WHAT YOU NEED TO DO:
Return each of the following lines verbatim, with no alterations of any kind.

DATA ROWS:

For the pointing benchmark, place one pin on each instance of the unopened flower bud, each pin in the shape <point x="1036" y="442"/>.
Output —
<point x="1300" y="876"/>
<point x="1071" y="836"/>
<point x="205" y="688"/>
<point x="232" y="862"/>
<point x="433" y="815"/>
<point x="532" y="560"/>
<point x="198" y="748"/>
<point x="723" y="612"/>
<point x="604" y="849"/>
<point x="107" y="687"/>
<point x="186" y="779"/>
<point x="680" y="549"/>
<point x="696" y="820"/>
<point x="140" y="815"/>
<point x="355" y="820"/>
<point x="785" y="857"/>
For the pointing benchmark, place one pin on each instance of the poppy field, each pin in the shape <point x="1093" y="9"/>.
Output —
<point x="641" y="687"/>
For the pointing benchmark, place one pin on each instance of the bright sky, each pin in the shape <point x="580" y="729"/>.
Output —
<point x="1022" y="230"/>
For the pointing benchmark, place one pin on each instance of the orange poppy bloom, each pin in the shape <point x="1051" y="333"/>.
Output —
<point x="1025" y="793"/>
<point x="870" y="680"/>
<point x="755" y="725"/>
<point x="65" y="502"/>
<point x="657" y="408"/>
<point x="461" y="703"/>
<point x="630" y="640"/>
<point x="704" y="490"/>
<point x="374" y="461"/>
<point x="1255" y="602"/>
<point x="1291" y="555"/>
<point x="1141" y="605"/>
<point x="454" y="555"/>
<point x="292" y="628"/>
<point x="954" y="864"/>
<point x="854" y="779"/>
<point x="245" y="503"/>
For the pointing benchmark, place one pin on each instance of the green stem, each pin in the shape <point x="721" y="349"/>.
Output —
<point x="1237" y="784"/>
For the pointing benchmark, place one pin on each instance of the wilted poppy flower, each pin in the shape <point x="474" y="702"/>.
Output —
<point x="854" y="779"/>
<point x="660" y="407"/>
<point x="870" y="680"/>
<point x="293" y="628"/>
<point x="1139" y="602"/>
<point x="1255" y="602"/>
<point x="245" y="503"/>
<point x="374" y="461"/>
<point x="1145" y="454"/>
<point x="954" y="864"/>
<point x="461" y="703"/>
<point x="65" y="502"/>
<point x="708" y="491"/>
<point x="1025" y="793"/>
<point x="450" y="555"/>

TASK RESULT:
For the pointing benchmark, place one pin on each instance of the unopened flower bud, each pin in the shape <point x="1036" y="442"/>.
Output —
<point x="1300" y="876"/>
<point x="1071" y="836"/>
<point x="205" y="688"/>
<point x="232" y="862"/>
<point x="433" y="815"/>
<point x="532" y="560"/>
<point x="198" y="748"/>
<point x="723" y="612"/>
<point x="604" y="849"/>
<point x="107" y="687"/>
<point x="186" y="779"/>
<point x="680" y="549"/>
<point x="696" y="820"/>
<point x="140" y="815"/>
<point x="355" y="820"/>
<point x="785" y="857"/>
For the pointing benchmark, place one pin on each instance of the poppy field, each pin in the shape <point x="1093" y="9"/>.
Output —
<point x="641" y="687"/>
For the pointing benchmark, place one pin on each instance of the bright sky, each pin in the shape <point x="580" y="729"/>.
Output —
<point x="1022" y="230"/>
For the pointing benchmark, place one pin on each instance of the orange poppy bloom, each pin in the shape <point x="1051" y="333"/>.
Output —
<point x="1025" y="793"/>
<point x="870" y="680"/>
<point x="755" y="725"/>
<point x="65" y="502"/>
<point x="657" y="408"/>
<point x="461" y="703"/>
<point x="630" y="640"/>
<point x="704" y="490"/>
<point x="374" y="461"/>
<point x="1255" y="602"/>
<point x="1291" y="555"/>
<point x="1141" y="605"/>
<point x="454" y="555"/>
<point x="292" y="628"/>
<point x="954" y="864"/>
<point x="854" y="779"/>
<point x="245" y="503"/>
For the pointing benchmark, place one pin on each instance of the green stem, each pin in the shape <point x="721" y="349"/>.
Output —
<point x="1237" y="784"/>
For the pointing benchmark, place one pin on each instance of the wilted poppy flower, each pin in the shape <point x="474" y="702"/>.
Output —
<point x="854" y="779"/>
<point x="660" y="407"/>
<point x="870" y="680"/>
<point x="293" y="628"/>
<point x="1139" y="602"/>
<point x="1255" y="602"/>
<point x="245" y="503"/>
<point x="374" y="461"/>
<point x="1145" y="454"/>
<point x="954" y="864"/>
<point x="461" y="703"/>
<point x="65" y="502"/>
<point x="708" y="491"/>
<point x="1025" y="793"/>
<point x="450" y="555"/>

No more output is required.